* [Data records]
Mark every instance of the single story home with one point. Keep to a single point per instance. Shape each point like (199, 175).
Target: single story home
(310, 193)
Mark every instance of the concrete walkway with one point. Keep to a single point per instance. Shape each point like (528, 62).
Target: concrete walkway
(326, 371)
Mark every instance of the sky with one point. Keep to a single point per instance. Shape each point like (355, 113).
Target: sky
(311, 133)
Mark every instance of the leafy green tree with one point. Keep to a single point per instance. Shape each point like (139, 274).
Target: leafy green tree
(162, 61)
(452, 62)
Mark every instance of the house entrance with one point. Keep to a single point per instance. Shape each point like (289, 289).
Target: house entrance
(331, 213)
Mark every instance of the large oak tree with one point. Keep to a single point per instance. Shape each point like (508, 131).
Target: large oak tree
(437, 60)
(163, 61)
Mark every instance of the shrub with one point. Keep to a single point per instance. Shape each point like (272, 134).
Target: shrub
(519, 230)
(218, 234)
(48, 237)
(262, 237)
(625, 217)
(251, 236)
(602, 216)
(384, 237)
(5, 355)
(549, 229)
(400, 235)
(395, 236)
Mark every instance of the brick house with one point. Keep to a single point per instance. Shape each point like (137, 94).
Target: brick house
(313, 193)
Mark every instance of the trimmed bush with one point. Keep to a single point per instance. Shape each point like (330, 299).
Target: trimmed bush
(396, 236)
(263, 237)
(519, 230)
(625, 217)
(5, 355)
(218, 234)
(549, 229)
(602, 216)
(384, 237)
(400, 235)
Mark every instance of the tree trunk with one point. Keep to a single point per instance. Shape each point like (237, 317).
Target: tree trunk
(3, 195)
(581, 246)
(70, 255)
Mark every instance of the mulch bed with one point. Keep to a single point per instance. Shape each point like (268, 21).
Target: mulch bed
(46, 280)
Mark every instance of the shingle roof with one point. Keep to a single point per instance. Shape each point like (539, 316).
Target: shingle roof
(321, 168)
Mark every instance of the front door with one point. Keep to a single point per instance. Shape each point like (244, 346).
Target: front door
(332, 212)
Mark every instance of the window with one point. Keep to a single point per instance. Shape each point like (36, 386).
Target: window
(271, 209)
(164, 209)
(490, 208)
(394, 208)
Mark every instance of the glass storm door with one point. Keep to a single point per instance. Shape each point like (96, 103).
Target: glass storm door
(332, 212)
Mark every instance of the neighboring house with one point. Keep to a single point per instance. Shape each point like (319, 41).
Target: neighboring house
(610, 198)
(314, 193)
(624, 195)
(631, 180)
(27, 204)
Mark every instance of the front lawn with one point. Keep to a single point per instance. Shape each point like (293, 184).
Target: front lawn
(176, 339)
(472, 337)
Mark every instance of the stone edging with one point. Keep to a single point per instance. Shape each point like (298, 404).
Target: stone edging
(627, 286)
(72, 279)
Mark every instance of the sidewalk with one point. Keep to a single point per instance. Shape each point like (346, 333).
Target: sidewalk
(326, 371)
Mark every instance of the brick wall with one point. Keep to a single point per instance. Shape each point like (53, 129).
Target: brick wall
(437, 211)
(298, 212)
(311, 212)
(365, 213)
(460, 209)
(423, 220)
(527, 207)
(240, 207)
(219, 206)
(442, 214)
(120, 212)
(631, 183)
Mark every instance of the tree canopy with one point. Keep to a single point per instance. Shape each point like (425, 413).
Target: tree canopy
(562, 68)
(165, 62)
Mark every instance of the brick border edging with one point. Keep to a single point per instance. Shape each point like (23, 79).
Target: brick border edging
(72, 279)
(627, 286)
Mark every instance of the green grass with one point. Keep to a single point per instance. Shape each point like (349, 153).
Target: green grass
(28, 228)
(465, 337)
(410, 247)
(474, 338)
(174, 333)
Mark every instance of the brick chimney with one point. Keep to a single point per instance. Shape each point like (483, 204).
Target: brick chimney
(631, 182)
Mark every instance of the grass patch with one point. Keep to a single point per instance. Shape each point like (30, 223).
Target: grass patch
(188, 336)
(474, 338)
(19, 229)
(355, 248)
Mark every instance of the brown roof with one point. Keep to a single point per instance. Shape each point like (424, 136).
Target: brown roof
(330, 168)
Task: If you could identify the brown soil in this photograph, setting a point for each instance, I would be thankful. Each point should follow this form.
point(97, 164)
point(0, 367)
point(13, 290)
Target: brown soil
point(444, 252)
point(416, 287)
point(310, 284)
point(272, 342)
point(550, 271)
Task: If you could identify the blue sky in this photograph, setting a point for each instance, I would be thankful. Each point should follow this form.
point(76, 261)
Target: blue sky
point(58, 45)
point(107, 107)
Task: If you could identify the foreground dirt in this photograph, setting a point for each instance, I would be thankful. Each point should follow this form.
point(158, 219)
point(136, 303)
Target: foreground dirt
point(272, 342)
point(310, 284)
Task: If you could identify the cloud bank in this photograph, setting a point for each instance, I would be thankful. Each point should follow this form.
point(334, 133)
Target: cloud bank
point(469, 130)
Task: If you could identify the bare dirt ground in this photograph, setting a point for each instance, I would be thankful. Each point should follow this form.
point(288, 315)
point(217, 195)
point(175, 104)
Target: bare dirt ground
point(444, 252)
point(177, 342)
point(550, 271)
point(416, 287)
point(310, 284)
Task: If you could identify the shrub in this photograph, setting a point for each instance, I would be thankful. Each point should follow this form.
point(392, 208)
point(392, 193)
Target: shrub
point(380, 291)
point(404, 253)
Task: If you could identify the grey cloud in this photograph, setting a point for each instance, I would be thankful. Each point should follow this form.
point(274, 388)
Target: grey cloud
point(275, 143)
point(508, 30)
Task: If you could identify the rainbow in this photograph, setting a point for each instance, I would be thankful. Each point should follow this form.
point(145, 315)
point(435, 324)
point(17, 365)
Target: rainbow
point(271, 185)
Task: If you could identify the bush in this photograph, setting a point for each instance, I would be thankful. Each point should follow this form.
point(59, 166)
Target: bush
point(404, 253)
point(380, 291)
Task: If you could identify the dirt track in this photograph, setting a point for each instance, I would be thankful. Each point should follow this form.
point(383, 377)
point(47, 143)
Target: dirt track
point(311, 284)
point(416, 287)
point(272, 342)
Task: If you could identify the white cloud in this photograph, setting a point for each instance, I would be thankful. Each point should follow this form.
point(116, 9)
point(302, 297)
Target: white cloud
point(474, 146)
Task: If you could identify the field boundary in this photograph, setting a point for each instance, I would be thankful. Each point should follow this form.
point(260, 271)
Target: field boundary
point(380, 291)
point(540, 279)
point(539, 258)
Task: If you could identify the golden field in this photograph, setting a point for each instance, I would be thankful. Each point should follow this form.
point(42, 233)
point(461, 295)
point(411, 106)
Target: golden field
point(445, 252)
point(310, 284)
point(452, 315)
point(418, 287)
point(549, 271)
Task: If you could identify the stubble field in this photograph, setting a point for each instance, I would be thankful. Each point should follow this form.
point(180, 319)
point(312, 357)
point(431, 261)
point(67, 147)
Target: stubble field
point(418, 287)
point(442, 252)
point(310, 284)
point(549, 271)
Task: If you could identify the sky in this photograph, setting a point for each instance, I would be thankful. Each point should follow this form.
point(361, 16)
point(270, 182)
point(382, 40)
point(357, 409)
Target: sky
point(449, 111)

* [REQUIRED ACTION]
Could you please copy the lines above exactly, beginning at the first and ending at the line that contains "Mark every instance of the concrete"?

* [ANSWER TO THE PROBLEM]
Mark every instance of the single story home with one point. Keep to a single point per instance. Shape each point like (199, 175).
Target: single story home
(310, 193)
Mark every instance of the concrete walkway with one point. Keep to a single point per instance. Shape each point like (528, 62).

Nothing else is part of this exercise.